PROVIDED MATERIAL:
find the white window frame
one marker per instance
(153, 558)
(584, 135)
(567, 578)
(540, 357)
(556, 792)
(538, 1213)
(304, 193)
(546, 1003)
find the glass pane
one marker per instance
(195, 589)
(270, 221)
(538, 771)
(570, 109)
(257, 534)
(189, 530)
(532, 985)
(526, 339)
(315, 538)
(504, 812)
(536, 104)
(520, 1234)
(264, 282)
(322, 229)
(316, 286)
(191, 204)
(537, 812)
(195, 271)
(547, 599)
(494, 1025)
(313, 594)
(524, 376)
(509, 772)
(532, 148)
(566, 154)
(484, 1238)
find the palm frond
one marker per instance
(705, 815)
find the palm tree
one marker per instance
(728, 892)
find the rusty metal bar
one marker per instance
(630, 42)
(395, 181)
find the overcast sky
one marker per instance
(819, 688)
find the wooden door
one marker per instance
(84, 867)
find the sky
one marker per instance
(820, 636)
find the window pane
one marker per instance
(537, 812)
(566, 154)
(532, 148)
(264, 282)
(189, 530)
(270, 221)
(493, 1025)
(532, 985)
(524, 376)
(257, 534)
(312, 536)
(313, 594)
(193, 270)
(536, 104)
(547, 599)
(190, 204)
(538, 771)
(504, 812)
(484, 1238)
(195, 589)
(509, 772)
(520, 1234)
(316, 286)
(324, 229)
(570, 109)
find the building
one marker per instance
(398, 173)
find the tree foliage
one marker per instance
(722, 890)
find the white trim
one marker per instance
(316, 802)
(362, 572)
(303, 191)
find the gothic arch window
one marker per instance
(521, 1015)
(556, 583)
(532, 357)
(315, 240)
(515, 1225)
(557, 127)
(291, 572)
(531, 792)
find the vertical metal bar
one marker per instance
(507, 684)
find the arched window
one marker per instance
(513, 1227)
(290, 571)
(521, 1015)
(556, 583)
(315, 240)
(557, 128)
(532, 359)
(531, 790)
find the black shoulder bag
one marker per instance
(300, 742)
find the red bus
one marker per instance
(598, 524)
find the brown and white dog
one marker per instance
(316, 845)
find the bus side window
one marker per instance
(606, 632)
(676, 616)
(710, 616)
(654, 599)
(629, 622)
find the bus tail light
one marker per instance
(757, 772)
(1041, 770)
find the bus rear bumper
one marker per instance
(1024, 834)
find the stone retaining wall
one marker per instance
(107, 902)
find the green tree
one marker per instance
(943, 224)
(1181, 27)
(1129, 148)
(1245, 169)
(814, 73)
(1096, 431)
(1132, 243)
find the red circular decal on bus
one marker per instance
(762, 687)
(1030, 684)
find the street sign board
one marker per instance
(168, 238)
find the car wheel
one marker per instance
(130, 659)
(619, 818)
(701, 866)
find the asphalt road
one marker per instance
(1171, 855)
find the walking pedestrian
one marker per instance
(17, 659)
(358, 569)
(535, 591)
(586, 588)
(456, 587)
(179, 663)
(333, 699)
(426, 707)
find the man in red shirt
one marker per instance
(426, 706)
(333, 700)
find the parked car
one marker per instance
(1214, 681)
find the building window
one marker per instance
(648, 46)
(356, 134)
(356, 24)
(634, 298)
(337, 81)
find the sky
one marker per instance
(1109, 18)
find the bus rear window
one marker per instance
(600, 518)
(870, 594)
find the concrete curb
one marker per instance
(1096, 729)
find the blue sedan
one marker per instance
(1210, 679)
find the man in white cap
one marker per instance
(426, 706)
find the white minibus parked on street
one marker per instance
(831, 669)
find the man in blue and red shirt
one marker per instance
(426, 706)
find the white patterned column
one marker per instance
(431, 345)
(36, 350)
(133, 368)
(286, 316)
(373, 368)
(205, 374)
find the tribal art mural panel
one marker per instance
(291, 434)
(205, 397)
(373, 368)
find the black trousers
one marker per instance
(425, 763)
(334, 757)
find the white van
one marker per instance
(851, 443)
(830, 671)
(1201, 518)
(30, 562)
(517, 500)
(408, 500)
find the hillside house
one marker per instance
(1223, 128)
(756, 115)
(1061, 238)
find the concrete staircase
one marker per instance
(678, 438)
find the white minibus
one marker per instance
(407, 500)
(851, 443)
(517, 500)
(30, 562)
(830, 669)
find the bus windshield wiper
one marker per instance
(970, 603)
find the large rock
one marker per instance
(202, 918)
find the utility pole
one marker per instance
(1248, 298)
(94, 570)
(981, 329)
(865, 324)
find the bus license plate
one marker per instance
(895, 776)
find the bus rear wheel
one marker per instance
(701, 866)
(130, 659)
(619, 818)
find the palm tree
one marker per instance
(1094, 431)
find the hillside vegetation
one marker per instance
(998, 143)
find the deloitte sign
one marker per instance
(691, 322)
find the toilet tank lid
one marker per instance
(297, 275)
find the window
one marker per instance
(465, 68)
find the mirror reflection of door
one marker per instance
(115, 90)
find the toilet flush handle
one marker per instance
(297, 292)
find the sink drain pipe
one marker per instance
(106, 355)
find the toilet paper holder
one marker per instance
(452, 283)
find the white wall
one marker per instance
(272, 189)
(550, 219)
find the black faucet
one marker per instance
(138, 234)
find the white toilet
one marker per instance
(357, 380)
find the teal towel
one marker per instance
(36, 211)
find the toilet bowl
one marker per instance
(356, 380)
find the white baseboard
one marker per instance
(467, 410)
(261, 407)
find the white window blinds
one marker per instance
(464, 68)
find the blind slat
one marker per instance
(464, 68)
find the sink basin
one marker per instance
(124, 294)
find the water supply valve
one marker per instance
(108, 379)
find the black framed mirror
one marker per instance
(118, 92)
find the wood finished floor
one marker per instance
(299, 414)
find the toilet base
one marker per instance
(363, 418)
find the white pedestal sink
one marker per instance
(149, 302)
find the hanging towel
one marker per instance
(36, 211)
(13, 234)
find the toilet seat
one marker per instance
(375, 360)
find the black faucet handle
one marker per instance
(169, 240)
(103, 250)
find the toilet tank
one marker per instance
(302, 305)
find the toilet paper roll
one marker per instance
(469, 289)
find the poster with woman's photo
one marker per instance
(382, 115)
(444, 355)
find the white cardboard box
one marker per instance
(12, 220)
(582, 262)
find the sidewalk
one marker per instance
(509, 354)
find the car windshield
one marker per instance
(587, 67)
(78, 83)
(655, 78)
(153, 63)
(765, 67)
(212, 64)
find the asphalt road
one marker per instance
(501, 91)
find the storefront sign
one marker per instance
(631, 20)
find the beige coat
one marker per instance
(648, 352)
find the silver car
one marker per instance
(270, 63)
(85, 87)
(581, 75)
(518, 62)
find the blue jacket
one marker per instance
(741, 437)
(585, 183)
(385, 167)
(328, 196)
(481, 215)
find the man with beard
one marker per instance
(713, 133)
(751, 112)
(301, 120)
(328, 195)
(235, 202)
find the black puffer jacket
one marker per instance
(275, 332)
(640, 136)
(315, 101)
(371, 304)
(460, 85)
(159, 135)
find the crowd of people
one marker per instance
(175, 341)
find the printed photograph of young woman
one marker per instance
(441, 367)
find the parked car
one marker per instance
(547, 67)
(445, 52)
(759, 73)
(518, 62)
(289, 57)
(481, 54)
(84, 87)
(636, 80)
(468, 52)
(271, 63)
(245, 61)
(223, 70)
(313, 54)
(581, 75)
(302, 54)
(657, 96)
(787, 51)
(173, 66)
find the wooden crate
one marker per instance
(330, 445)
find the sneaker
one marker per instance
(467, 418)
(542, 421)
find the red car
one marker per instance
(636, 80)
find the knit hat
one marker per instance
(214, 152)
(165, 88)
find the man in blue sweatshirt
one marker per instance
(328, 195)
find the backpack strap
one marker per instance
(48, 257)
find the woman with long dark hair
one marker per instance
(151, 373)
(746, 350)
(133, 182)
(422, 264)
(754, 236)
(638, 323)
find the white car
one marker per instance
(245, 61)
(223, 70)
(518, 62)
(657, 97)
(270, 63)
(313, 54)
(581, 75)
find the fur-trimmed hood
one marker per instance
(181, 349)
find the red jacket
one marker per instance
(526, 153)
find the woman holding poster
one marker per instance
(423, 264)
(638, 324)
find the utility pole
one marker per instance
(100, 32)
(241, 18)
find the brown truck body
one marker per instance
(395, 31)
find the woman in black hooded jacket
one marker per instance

GIVEN EXERCISE:
Reproduce the lines of the entries above exactly, but only from the line containing "find the man with beard" through the final line.

EXERCISE ANSWER:
find the man with beard
one marker per instance
(713, 133)
(751, 112)
(301, 120)
(328, 195)
(235, 202)
find the black puffer jacket
one marker per instance
(275, 332)
(640, 136)
(315, 101)
(371, 304)
(460, 85)
(159, 135)
find the crowd of people
one marker per instance
(175, 341)
find the printed photograph of young woman
one marker per instance
(441, 367)
find the parked car
one marker per instance
(547, 67)
(445, 52)
(759, 73)
(518, 62)
(289, 57)
(481, 54)
(84, 87)
(636, 80)
(468, 52)
(271, 63)
(245, 61)
(223, 70)
(313, 54)
(581, 75)
(302, 54)
(657, 96)
(787, 51)
(173, 66)
find the wooden crate
one marker per instance
(330, 445)
find the sneaker
one marker per instance
(467, 418)
(542, 421)
find the red car
one marker per instance
(636, 80)
find the knit hat
one marker per instance
(214, 152)
(165, 88)
find the man in blue sweatshirt
one marker per instance
(328, 195)
find the backpack strap
one marker per instance
(48, 257)
find the woman with long dark hair
one marker per instance
(151, 373)
(746, 350)
(133, 182)
(422, 264)
(754, 236)
(638, 323)
find the white car
one marker per instance
(245, 61)
(223, 70)
(518, 62)
(657, 97)
(270, 63)
(313, 54)
(581, 75)
find the fur-trimmed hood
one marker per instance
(181, 349)
find the red jacket
one marker per instance
(526, 153)
find the woman holding poster
one marker per instance
(423, 264)
(638, 324)
find the utility pole
one marker per instance
(100, 32)
(241, 18)
find the brown truck body
one marker per instance
(395, 31)
find the woman in black hooded jacket
one marker per instance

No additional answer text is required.